Goal: Print every one of the items below verbatim, without changing anything.

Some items

========================================================================

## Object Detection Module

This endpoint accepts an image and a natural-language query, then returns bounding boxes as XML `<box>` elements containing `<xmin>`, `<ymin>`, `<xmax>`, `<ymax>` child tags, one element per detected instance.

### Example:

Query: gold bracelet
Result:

========================================================================

Correct answer:
## Object Detection Module

This endpoint accepts an image and a natural-language query, then returns bounding boxes as XML `<box>` elements containing `<xmin>`, `<ymin>`, `<xmax>`, `<ymax>` child tags, one element per detected instance.

### Example:

Query: gold bracelet
Result:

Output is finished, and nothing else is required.